From the records below, pull each line that has "petal".

*** Record set Section Begins ***

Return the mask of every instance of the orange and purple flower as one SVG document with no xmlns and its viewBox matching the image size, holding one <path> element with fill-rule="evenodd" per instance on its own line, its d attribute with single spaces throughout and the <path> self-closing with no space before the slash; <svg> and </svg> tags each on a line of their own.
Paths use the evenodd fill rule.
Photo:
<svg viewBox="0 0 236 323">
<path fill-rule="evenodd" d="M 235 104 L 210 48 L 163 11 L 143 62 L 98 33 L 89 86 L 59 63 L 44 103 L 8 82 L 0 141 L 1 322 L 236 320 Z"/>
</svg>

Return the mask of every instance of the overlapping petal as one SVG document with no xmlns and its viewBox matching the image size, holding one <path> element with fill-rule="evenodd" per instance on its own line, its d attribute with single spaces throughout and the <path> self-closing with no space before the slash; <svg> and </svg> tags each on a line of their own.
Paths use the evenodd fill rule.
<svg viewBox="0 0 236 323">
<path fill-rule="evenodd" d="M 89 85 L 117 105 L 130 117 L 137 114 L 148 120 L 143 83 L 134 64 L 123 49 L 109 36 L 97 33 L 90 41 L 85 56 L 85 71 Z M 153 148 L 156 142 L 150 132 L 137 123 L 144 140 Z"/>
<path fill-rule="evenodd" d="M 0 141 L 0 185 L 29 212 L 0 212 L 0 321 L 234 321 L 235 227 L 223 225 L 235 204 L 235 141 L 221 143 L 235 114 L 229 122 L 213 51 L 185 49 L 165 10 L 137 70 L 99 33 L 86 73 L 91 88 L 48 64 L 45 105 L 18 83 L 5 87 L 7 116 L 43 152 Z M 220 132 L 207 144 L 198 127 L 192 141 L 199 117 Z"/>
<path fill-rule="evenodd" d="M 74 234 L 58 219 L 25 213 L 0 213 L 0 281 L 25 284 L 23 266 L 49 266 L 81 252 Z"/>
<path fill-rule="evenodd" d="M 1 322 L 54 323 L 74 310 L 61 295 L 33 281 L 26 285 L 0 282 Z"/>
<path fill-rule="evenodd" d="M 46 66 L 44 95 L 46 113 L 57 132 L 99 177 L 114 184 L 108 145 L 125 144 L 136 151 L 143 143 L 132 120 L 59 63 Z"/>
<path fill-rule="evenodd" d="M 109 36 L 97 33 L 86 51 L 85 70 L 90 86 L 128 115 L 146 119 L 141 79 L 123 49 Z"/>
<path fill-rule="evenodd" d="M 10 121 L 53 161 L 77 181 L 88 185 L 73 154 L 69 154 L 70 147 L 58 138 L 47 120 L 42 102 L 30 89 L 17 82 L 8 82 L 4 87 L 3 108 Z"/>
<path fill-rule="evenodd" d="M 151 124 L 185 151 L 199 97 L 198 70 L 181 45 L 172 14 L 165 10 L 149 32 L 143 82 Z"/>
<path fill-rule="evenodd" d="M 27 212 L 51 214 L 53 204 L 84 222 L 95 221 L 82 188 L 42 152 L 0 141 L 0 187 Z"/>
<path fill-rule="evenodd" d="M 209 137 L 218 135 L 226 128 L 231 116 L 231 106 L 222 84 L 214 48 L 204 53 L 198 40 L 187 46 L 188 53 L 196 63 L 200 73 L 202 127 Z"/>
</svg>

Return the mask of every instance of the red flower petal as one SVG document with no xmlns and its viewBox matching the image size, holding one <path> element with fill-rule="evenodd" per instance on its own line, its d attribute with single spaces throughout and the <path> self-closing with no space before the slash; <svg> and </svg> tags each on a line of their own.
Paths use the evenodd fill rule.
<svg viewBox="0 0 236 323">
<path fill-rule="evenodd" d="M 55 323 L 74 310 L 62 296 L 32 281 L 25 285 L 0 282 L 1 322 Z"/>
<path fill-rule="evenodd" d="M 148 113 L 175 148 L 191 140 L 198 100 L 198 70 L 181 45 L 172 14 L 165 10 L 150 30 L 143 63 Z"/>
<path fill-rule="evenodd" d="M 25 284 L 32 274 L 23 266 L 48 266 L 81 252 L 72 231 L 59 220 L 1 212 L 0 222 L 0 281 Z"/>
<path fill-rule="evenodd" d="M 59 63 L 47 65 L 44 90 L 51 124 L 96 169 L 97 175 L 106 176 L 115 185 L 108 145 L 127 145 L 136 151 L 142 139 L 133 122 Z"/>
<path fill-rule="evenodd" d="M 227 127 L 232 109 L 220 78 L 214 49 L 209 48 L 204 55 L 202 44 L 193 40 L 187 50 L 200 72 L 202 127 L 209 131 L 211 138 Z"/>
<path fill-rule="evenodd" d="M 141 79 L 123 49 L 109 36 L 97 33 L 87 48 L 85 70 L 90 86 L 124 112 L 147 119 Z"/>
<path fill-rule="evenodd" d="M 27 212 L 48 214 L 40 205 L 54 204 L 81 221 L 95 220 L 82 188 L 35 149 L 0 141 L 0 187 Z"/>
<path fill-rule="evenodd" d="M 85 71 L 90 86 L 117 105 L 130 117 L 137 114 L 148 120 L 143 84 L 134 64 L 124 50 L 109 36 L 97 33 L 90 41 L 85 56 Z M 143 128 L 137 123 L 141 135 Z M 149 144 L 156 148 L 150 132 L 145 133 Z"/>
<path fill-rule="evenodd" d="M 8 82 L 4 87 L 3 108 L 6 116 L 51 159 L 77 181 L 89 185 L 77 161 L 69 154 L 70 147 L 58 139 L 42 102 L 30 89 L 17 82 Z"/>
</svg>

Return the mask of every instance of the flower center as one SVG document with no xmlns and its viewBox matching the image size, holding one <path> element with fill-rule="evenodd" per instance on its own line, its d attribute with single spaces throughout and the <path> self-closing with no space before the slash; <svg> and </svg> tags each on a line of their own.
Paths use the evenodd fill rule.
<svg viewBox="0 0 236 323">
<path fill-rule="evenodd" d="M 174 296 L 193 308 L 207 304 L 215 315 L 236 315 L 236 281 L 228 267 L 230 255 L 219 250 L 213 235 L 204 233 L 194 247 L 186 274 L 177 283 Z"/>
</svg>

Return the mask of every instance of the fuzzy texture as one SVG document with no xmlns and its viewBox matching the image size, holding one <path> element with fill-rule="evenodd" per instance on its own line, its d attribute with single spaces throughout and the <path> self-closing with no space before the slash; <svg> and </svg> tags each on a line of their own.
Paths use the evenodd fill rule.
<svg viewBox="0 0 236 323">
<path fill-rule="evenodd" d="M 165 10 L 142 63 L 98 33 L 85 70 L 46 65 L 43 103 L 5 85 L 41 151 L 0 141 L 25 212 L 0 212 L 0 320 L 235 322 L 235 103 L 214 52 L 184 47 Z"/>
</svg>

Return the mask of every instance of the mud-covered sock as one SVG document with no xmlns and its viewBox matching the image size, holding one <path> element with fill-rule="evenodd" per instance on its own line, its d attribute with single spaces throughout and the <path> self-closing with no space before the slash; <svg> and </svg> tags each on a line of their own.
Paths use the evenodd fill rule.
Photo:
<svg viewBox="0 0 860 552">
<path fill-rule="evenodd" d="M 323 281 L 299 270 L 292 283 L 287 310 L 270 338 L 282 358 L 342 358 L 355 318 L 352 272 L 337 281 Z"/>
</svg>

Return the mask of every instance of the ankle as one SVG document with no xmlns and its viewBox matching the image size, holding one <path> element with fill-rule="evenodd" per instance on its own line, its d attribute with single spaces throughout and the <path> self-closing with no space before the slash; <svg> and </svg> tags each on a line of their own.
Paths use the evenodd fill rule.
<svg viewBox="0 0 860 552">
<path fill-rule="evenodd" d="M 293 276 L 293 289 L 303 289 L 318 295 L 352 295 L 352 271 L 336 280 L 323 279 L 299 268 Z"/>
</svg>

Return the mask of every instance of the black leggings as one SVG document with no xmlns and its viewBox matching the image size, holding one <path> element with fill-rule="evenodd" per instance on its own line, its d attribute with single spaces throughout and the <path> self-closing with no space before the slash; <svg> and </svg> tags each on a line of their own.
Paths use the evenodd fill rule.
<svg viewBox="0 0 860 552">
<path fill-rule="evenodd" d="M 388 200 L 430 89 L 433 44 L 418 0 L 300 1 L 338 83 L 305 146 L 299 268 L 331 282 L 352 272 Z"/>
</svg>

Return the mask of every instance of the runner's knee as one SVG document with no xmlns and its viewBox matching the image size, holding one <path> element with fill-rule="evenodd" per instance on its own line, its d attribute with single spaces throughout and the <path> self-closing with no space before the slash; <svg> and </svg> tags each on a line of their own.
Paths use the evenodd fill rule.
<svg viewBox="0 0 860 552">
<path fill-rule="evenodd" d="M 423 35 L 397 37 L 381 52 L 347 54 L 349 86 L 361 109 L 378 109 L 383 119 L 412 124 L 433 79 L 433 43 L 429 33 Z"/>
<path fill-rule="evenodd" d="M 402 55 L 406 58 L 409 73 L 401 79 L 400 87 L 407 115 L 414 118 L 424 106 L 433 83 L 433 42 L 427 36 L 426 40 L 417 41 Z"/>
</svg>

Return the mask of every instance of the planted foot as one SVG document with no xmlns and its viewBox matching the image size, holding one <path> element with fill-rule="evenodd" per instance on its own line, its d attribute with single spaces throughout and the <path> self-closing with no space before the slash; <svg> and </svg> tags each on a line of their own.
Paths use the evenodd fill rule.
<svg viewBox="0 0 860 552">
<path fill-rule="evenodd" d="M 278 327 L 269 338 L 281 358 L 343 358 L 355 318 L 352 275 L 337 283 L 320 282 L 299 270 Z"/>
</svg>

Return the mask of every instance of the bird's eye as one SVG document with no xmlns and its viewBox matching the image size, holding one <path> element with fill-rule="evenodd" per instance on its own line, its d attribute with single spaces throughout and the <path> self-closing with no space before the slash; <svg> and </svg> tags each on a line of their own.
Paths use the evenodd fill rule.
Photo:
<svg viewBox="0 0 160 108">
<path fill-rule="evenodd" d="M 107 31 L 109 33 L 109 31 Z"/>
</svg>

*** Record set Section Ends ***

**Task answer:**
Return the mask of every instance of the overlapping petal as one SVG document with no xmlns and its viewBox matching the image size, holding one <path> element with fill-rule="evenodd" per instance on its own line, its d attribute with single spaces throughout and the <path> self-closing with no space before the slash; <svg> and </svg> tags each on a line of their own.
Return the mask of every instance of the red flower petal as one SVG document with no xmlns and its viewBox matching the image size, holding one <path> element with fill-rule="evenodd" per instance on its own line, its d attribute with single spaces throughout and the <path> self-closing with no space before the slash; <svg> and </svg> tags each on a line of their own.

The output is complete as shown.